_Document text_
----------------------------------------
Are those the words of a strong woman?  Or words of groveling submission?  It really isn't for me to say.  

The last speaker was ANDREA, a young married woman, and now OSCAR, her young husband breaks in:  "God is selfish because he wants us to be his slaves. He wants our submission. Just him.  I don't see why Mary has to call herself a slave. We should be free!  Why just him?  That's selfishness."

ALEJANDRO, who is a bachelor:  "We have to be slaves of God, not of men."

Another young man:  "God is love.  To be a slave of love is to be free because God doesn't make us slaves.  He's the only thing we should be slaves of, love.  And then we don't make slaves of others.'

ALEJANDRO'S MOTHER says:  "To be a slave of God is to serve others.  That slavery is liberation."

I said that it's true that this selfish God Oscar spoke about does exist.  And it's a God invented by people.  People have often invented a god in their own image and likeness - not the true God, but idols, and those religions are alienating, an opium of the people.  But the God of the Bible does not teach religion, but rather he urges Moses to take Israel out of Egypt, where the Jews were working as slaves, He led them from colonialism to liberty.  And later God ordered that among those people no one could hold another as a slave, because they had been freed by him and belonged only to him, which means they were free...

The words of the "last speaker" referred to there are these:

in the words of a woman named Andrea, "[Mary] recognizes liberation.... We have to do the same thing.  Liberation is from sin, that is, from selfishness, from injustice, from misery, from ignorance - from everything that's oppressive.  That liberation is in our wombs too, it seems to me."   Especially intriguing for our study is these "uneducated" and "unofficial" interpreters' grasp of nuance, even in their most revolutionary ideas. In a discussion about whether "the proud" automatically equates to "the rich," some argue that even a poor person can become "an exploiter in his heart" if she or he years to be rich and acts in a correspondingly exploitative manner.  Others regard God's humbling of the arrogant, rich, and powerful; the exploiters must be liberated,according to Solentiname resident Olivia, "from their wealth.  Because they're more slaves than we are."
I mention this because there is a lively discussion still to be had about Luke's story, about Mary's words, and I don't want to offer my exegesis as the last word, or even an authoritative word, on how to understand them.  Is Mary's humility proper, or improper; a sign of strength, or a sign of weakness?  That should be a lively discussion.  What is interesting is that Mary's acceptance prompts Gabriel to tell her more, as if to prove his word is true and can be trusted.  We learn it has been six months or more since Zacharias saw Gabriel in the Temple, and that the future he promises Mary is confirmed in the future he promised to Zacharias.  But it's also the mention of Elizabeth that sends Mary to see her cousin, and that carries the story forward as now the journeys of this nativity story begin.
----------------------------------------
[Entries from a collection]
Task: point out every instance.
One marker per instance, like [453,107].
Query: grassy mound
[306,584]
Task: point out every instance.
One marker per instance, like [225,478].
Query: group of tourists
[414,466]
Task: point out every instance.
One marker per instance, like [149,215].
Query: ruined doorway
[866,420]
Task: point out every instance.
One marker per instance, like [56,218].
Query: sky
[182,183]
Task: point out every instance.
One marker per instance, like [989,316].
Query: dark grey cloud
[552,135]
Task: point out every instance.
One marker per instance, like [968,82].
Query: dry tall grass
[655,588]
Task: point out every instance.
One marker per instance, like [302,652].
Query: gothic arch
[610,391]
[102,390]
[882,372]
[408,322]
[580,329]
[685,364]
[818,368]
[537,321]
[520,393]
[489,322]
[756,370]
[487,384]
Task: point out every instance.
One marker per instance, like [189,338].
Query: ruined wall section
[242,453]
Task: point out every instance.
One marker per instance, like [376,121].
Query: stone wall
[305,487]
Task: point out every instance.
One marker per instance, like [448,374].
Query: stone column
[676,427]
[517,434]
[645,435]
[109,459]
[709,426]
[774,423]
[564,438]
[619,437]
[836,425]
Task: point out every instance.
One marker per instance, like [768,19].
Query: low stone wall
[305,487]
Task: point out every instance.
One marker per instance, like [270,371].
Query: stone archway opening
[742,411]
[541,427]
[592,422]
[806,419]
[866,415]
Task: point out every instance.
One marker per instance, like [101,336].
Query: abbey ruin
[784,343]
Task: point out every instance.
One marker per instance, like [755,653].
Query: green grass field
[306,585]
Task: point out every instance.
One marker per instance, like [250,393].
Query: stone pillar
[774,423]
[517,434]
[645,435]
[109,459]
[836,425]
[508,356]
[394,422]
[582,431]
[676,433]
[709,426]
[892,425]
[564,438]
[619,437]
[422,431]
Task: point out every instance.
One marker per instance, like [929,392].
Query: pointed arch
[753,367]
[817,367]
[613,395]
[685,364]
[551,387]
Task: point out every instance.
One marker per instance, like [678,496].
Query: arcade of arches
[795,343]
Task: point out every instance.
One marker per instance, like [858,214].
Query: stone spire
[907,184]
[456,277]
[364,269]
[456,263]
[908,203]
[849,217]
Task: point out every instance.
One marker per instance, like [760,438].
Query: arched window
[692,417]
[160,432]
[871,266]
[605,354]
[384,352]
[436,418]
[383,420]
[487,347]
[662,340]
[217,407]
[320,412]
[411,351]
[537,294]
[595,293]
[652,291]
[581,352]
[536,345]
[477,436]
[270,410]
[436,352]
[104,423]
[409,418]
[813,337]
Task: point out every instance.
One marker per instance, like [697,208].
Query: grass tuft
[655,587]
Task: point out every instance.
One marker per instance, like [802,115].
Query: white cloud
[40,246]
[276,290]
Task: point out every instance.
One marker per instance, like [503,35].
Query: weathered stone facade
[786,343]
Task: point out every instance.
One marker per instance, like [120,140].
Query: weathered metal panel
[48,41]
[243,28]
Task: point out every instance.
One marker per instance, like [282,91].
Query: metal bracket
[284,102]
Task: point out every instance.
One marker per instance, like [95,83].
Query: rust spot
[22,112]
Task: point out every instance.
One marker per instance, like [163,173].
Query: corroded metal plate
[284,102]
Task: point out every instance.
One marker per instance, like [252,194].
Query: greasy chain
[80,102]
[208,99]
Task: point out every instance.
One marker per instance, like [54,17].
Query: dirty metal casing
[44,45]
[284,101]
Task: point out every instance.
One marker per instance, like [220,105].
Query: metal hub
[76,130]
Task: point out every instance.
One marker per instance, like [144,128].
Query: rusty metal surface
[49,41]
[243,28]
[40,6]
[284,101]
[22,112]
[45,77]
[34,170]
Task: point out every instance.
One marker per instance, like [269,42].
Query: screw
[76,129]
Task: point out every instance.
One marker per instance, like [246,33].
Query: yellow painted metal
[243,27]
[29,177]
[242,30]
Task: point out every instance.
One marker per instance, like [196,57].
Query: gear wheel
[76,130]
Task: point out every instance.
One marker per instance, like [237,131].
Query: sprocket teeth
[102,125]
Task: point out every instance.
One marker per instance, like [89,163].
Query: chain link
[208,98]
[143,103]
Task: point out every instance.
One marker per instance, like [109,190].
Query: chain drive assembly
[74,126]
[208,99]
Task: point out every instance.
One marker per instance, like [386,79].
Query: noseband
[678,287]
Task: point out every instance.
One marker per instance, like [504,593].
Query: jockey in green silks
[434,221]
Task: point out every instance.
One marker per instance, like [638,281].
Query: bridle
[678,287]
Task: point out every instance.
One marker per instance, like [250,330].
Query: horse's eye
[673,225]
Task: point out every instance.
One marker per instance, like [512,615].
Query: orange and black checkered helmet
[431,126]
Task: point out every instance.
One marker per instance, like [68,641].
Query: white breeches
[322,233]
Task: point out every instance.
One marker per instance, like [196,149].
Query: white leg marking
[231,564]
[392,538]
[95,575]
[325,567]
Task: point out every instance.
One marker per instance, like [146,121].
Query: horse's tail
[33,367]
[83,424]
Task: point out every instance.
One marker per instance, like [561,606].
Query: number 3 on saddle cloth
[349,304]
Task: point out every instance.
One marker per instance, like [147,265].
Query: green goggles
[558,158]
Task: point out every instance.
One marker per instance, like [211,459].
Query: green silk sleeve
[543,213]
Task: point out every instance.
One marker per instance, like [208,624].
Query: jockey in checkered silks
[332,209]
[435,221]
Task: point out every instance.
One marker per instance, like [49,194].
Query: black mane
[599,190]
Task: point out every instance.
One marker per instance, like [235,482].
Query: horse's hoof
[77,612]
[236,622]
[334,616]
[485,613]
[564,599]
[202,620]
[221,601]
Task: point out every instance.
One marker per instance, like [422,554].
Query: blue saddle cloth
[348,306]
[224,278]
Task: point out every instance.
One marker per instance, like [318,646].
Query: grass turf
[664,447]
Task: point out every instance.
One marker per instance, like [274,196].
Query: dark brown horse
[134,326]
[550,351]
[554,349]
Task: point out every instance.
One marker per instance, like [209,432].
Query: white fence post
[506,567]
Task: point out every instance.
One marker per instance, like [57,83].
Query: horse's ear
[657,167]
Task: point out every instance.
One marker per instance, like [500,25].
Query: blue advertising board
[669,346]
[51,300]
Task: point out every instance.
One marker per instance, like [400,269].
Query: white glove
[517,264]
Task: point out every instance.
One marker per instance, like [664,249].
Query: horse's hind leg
----------------------------------------
_What to do_
1. In the discussion of Mary's words, who is described as a bachelor?
2. Print the part of the discussion of Mary's words that starts with "I said that" and goes on through "they were free...".

_The replies_
1. Alejandro

2.
I said that it's true that this selfish God Oscar spoke about does exist.  And it's a God invented by people.  People have often invented a god in their own image and likeness - not the true God, but idols, and those religions are alienating, an opium of the people.  But the God of the Bible does not teach religion, but rather he urges Moses to take Israel out of Egypt, where the Jews were working as slaves, He led them from colonialism to liberty.  And later God ordered that among those people no one could hold another as a slave, because they had been freed by him and belonged only to him, which means they were free...